• [Exercise details]:
The lines to reproduce run from the one containing "Target: beaded choker" through the final line of the entries; write them out exactly and add nothing.

(Point-per-instance localization data)
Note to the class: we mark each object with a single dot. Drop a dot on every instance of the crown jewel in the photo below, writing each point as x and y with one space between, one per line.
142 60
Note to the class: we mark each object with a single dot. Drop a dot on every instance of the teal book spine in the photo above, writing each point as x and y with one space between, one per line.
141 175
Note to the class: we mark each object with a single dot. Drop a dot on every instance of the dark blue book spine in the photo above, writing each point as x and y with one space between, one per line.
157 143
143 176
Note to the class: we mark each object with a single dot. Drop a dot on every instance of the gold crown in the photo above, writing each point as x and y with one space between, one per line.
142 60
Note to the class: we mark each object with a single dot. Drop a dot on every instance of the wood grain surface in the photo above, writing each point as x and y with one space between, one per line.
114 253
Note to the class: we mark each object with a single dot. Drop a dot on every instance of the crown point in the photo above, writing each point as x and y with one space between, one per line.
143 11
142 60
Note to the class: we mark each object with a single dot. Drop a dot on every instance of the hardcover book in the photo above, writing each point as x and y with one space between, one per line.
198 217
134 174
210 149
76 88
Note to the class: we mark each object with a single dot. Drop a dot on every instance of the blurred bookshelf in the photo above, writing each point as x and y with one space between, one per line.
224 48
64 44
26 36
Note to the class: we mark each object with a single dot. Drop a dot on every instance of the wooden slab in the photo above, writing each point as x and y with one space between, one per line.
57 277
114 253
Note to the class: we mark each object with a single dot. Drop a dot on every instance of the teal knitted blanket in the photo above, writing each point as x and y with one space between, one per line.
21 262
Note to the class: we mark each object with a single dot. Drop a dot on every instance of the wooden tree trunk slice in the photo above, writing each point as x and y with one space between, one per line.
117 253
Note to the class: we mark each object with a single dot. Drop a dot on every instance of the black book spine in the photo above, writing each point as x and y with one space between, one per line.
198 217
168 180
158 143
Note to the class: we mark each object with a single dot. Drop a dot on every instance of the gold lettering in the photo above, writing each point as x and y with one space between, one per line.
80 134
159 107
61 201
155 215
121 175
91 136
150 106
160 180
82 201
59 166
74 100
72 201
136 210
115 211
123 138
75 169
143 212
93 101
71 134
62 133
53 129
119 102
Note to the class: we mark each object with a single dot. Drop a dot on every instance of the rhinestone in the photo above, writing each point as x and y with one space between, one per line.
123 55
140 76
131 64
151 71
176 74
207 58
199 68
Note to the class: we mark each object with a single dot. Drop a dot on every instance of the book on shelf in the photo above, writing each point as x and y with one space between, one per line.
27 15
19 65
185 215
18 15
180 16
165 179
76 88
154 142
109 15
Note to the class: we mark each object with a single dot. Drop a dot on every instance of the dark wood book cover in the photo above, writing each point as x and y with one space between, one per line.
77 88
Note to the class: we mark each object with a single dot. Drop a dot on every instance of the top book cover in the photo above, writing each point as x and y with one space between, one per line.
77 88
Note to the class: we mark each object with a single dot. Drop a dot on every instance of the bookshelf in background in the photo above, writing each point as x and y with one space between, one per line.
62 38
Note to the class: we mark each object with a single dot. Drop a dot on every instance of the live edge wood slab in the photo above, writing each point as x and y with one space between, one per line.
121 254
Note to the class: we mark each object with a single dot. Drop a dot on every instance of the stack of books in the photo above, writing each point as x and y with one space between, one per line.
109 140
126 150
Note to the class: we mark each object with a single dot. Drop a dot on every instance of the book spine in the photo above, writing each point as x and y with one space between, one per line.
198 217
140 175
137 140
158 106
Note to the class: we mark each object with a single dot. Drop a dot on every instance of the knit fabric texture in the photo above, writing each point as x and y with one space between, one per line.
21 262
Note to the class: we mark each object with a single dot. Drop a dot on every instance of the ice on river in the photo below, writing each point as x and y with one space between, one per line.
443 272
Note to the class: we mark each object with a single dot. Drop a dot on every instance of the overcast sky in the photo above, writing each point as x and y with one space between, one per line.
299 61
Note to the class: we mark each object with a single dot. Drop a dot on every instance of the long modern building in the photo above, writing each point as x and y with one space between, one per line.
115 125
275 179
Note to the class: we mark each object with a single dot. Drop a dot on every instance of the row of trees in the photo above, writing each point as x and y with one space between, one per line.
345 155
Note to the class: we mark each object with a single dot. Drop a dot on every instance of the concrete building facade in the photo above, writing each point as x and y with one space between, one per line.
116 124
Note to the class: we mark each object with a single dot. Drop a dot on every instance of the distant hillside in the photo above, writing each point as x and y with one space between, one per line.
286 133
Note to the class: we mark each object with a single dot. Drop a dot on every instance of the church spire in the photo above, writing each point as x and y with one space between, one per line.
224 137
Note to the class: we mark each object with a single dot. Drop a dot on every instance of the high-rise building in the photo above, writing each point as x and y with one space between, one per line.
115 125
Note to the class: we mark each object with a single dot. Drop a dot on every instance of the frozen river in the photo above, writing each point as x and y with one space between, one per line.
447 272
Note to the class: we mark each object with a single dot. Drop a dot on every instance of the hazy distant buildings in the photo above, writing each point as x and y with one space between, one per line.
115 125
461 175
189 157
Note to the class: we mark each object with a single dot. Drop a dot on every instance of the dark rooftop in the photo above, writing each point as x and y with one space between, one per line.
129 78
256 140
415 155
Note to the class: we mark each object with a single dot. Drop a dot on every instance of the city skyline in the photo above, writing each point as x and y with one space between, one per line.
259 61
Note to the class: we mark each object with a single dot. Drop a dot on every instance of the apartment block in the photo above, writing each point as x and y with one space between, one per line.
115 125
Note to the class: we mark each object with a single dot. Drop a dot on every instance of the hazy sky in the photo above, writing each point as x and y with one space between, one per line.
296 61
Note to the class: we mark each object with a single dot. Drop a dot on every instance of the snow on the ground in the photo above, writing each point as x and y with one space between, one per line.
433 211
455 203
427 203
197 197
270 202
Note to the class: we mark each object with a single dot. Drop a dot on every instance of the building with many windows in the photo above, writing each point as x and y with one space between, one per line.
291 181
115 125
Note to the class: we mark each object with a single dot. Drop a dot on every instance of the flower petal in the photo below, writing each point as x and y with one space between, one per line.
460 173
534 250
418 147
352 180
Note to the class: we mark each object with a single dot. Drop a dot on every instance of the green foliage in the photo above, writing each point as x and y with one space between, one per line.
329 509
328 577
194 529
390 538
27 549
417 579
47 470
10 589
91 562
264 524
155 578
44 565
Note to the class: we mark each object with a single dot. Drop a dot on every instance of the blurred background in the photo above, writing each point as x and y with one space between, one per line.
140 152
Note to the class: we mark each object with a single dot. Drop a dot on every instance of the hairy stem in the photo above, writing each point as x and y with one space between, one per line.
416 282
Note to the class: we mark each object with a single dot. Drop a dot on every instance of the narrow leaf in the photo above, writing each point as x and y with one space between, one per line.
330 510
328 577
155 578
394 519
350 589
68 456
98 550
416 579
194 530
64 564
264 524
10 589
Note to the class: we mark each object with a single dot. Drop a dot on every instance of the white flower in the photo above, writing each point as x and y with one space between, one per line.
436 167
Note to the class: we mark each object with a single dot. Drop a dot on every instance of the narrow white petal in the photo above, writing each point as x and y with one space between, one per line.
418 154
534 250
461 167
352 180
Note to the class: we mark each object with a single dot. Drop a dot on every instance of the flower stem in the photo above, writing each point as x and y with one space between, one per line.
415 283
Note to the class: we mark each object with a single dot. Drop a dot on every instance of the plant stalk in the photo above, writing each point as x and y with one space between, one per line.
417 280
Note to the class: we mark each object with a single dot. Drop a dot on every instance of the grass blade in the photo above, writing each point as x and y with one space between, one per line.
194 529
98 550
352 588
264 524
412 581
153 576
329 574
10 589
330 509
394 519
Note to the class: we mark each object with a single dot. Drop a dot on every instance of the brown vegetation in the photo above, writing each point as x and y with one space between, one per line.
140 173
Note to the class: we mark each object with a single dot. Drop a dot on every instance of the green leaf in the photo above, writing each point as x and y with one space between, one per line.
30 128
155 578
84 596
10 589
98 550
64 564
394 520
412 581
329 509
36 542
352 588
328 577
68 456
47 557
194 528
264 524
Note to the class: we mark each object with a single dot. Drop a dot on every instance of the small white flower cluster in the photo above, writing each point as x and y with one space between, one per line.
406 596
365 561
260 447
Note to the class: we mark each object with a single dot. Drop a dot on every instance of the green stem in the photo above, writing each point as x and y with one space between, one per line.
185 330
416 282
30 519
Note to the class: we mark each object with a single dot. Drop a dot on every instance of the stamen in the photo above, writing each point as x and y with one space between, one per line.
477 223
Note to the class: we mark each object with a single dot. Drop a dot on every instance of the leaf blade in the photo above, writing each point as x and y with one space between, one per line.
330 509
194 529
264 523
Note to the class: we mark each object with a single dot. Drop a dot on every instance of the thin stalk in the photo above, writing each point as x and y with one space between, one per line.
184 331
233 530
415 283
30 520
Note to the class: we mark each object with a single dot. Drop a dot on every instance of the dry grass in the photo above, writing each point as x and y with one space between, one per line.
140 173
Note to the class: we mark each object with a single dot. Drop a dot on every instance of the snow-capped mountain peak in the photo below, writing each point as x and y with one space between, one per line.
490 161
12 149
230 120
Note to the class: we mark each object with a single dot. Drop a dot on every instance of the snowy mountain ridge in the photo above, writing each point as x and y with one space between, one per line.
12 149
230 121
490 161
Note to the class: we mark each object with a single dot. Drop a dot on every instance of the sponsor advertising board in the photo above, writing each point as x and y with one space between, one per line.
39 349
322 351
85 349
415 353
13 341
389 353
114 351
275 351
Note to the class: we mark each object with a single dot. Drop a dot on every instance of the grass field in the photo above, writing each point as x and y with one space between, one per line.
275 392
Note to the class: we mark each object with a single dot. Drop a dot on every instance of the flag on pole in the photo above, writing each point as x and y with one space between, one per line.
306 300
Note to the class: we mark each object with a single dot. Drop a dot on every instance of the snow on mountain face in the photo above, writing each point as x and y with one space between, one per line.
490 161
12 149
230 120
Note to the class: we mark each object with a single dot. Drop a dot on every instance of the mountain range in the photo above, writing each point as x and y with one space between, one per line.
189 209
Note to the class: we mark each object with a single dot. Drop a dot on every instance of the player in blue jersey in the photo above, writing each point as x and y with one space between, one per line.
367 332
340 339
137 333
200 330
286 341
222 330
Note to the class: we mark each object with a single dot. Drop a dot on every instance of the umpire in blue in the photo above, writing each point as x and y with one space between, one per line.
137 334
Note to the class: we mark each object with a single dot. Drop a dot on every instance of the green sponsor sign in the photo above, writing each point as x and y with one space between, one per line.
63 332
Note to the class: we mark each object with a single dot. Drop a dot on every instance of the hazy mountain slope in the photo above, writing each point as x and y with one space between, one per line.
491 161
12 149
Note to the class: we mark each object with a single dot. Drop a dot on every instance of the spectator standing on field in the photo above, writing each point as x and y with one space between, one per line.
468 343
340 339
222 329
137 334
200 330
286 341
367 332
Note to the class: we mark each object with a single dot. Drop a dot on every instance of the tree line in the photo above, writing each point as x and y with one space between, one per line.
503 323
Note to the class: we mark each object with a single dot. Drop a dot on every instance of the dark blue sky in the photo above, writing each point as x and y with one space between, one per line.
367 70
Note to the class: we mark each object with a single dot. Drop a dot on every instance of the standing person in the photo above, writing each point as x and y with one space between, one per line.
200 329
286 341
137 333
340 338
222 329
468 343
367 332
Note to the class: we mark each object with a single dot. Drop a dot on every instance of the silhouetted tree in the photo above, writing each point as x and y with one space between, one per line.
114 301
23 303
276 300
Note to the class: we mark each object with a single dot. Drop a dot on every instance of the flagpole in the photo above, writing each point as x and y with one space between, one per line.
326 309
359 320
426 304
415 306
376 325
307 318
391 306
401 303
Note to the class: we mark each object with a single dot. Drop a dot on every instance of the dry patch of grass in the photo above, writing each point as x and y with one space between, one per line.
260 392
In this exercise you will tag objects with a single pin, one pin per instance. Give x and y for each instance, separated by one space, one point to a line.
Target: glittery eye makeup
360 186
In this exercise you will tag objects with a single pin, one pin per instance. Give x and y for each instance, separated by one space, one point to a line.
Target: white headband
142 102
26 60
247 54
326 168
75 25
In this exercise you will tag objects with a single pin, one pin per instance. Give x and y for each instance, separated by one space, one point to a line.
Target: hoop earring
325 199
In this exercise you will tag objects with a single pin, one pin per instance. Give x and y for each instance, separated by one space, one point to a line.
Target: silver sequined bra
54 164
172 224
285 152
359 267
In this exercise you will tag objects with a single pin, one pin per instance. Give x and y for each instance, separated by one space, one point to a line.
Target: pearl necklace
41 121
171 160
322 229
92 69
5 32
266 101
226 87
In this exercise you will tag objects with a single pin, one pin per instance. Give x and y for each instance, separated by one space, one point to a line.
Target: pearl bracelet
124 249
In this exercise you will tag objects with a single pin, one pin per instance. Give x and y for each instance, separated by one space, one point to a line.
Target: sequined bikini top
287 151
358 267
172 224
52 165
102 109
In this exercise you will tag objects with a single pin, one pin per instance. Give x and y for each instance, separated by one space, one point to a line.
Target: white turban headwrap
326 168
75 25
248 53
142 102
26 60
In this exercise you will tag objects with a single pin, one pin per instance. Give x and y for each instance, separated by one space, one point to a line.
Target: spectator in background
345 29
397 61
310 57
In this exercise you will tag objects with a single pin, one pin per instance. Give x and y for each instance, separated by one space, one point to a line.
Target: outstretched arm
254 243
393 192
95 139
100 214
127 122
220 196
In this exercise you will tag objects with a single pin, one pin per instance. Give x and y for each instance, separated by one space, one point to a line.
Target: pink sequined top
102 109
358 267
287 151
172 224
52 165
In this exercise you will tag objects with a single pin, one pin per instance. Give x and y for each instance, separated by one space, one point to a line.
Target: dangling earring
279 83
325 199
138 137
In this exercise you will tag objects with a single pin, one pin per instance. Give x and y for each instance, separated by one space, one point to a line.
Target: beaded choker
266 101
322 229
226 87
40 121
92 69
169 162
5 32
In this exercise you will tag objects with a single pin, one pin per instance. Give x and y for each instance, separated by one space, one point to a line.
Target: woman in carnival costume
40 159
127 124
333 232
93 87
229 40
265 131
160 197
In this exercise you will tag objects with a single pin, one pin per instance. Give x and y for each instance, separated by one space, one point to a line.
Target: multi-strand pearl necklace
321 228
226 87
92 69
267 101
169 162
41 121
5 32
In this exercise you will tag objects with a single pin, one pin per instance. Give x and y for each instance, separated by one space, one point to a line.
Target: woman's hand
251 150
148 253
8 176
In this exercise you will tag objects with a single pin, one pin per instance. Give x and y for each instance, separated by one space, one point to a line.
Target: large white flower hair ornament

• [Expected answer]:
Target: beaded choker
266 101
322 229
226 87
40 121
92 69
169 162
5 32
In this exercise you will tag objects with a single pin, one pin per instance. Give x and y for each instance, separated by one space, one point to a line.
Target: woman in carnival costume
40 159
127 124
333 232
93 87
229 40
265 131
160 197
In this exercise you will tag objects with a single pin, one pin per instance. Give x and y for each instance, separated by one space, one point to a line.
Target: multi-strand pearl necklace
321 228
226 87
92 69
267 101
169 162
41 121
5 32
In this exercise you will tag objects with a single pin, one pin per instance. Give x and y for each instance, separated by one space, one point to a line.
Target: woman's hand
251 150
148 253
8 176
In this exercise you will tag objects with a single pin, one pin per instance. Give x and y for each instance, separated by one space, one point to a line.
Target: large white flower hair ornament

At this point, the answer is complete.